Given text:
Trial of Mir Quasem Ali's war crimes

 

The International Crimes Tribunals were established by the Government of Bangladesh in 2009 for the purpose of bringing to justice the perpetrators of the crimes against humanity and genocide, including the well-identified masterminds, who actively collaborated as auxiliary forces with the occupying forces during our War of Liberation in 1971.

As the entire civilized world knows, a bloodbath of genocide was launched against the peaceful and innocent people of Bangladesh - men, women and children - by the Pakistan Army on the midnight of 25th March 1971. Unspeakable atrocities were committed against the unarmed civilian population of Dhaka city. In fact, during the 9 month long Liberation War, the people of Bangladesh experienced cruelties and horrors and worst kind of war crimes and crimes against humanity of contemporary times. An estimated, 3 million people were killed by the Pakistan Army and its cohorts and more than 200,000 women were subjected to rape and sexual violence by the Pakistani Army and Jamat- e- Islami and its affiliated organizations like Islamic Chatra Sangha, Al- Badr and Al- Shams and Razakars which consisted of convicted war criminals like Mr. Mir Quasem Ali and his fellow companions.

These trials have created an opportunity for ending the culture of impunity, ensuring justice to the victims and their loved ones who had been in a state of trauma for four decades since our independence, and paving the way for truth and reconciliation that can only be ensured through justice being upheld and the rule of law prevailed.

Listed records:
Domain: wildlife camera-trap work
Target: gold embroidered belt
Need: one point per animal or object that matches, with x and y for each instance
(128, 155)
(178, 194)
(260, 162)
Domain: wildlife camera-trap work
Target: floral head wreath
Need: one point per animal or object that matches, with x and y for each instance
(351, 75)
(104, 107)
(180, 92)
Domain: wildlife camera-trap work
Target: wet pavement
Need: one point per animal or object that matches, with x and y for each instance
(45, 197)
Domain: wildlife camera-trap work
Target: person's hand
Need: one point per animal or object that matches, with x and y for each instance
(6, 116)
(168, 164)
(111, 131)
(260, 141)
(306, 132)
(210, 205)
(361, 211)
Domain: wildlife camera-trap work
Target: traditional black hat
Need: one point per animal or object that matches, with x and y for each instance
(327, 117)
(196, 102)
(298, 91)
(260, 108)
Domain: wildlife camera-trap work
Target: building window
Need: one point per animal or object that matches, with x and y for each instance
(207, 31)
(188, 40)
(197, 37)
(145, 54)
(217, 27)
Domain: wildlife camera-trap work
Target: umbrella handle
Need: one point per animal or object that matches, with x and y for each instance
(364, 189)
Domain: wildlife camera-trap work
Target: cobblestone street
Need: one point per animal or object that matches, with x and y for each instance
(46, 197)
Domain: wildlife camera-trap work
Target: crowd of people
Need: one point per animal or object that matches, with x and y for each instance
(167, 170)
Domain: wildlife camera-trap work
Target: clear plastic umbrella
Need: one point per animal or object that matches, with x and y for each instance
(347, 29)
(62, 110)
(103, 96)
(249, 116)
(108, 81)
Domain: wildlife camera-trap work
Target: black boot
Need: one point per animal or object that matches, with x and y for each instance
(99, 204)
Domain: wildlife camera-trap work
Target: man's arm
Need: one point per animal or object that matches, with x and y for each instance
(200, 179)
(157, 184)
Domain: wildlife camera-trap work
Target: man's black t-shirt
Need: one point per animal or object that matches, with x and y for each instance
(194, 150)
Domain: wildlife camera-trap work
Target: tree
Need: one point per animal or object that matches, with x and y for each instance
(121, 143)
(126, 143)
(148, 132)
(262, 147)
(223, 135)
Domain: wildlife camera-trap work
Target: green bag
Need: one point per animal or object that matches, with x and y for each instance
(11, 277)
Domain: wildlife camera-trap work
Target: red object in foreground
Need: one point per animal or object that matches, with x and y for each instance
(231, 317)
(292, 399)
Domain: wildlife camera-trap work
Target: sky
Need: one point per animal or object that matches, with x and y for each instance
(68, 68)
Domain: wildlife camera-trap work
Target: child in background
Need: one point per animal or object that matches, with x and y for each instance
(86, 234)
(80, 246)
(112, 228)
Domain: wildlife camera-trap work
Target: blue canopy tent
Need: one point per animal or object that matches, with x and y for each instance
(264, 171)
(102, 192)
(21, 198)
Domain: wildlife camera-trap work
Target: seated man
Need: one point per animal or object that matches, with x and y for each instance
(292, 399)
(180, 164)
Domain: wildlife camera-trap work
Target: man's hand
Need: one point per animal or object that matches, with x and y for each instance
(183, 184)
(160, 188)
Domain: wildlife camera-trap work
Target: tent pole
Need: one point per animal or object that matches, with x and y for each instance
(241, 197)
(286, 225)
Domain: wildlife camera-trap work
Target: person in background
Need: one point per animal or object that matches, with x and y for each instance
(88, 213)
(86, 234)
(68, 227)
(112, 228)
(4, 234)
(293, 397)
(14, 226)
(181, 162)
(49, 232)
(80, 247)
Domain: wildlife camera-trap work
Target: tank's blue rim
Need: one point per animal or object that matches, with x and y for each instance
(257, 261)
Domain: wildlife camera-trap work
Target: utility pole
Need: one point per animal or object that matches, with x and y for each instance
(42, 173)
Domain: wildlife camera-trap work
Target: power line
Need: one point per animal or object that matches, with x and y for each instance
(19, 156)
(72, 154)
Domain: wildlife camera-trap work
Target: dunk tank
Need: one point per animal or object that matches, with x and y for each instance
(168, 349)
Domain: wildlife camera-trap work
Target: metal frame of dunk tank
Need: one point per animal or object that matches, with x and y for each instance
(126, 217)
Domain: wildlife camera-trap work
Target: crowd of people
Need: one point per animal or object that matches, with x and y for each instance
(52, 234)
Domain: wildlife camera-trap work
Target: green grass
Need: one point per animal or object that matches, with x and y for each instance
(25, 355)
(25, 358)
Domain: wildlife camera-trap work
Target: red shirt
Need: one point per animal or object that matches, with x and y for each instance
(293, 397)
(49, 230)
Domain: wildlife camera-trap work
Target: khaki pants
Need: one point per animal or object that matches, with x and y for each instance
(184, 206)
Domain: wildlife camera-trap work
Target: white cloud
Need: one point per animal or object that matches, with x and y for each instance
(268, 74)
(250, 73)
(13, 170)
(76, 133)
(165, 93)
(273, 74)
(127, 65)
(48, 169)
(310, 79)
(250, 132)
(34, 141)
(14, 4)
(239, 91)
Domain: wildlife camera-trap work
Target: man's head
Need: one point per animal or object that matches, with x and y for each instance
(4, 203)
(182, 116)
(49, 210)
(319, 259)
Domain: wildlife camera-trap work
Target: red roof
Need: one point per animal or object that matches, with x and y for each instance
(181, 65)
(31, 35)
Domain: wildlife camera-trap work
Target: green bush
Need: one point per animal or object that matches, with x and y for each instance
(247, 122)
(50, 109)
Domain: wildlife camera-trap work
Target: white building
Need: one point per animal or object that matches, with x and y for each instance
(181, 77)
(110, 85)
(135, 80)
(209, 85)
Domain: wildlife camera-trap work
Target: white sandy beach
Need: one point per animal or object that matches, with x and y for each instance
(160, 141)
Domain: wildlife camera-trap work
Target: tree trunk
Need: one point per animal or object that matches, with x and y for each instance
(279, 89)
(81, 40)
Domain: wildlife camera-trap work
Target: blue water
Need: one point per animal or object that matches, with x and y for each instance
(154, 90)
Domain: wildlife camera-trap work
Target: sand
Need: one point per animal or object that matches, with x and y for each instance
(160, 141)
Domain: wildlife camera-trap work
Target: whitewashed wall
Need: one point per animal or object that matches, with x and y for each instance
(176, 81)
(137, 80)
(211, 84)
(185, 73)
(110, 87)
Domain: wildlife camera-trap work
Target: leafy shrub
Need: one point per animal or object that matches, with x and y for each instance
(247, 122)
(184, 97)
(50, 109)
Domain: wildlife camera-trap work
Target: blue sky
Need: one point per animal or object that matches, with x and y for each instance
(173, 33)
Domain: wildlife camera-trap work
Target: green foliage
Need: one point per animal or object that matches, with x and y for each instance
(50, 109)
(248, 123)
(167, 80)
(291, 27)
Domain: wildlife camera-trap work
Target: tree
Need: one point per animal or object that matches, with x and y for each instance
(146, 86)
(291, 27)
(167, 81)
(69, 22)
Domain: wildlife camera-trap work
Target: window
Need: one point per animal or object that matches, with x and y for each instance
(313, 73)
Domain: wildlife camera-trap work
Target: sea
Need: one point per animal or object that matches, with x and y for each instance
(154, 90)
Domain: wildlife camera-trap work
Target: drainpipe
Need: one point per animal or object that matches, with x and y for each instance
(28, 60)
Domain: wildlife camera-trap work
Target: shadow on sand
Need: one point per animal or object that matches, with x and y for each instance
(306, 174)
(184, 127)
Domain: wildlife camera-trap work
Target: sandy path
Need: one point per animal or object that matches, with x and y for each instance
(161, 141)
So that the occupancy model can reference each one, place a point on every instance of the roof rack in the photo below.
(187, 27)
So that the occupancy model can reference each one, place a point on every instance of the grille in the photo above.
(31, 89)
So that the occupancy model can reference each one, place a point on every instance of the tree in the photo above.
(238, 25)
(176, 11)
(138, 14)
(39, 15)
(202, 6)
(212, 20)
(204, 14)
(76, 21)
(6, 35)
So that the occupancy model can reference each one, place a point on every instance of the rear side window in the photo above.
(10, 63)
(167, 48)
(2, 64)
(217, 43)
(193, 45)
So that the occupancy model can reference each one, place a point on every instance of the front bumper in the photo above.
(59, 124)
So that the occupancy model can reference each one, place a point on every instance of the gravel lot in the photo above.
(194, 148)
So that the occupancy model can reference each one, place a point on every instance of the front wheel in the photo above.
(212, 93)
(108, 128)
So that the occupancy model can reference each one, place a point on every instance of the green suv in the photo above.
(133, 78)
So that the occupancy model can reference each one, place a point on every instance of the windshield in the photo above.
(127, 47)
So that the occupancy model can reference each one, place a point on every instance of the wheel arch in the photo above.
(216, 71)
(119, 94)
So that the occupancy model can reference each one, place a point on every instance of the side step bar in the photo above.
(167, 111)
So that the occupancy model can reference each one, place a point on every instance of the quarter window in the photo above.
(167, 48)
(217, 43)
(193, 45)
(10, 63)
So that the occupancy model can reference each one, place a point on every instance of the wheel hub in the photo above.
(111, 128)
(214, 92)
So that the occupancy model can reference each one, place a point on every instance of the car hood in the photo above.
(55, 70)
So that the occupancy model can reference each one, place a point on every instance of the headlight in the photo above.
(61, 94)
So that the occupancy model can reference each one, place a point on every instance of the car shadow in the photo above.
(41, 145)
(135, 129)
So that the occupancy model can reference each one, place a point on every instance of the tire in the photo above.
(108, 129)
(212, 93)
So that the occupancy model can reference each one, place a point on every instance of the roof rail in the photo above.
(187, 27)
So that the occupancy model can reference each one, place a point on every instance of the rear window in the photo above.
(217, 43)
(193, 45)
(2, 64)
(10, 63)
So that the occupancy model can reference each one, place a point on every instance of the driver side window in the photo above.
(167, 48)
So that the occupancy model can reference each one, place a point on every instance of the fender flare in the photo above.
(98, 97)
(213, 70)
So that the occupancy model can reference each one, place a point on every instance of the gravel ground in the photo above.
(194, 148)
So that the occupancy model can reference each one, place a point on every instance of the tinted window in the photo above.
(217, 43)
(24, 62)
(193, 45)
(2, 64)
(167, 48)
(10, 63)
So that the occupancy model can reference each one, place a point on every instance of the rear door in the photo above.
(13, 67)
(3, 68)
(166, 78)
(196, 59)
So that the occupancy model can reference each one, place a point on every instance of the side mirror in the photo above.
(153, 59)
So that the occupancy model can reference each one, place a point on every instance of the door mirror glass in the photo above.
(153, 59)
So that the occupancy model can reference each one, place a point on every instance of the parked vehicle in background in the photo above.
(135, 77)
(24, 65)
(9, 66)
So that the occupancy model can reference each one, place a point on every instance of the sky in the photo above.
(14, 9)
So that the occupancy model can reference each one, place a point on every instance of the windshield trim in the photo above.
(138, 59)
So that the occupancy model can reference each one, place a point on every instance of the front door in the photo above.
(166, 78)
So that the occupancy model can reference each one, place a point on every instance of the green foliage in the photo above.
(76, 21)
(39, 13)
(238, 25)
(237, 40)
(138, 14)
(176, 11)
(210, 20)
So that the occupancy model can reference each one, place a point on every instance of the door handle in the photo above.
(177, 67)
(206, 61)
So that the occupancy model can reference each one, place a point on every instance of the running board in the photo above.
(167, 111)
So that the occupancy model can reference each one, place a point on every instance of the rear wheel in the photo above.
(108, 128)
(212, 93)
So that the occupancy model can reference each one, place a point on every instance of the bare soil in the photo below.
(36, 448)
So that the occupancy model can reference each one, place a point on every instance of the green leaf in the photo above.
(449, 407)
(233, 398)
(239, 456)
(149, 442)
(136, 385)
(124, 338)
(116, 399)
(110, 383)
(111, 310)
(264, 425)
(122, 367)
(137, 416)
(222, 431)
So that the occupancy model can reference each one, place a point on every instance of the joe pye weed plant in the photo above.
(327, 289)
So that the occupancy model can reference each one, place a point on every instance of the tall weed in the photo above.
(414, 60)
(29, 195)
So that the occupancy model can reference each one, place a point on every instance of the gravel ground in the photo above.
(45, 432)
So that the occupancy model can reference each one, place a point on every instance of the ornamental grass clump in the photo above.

Stated exercise:
Reproduce word for word the stretch from "These trials have" through "of law prevailed." in the text on the trial of Mir Quasem Ali.

Reply to the exercise:
These trials have created an opportunity for ending the culture of impunity, ensuring justice to the victims and their loved ones who had been in a state of trauma for four decades since our independence, and paving the way for truth and reconciliation that can only be ensured through justice being upheld and the rule of law prevailed.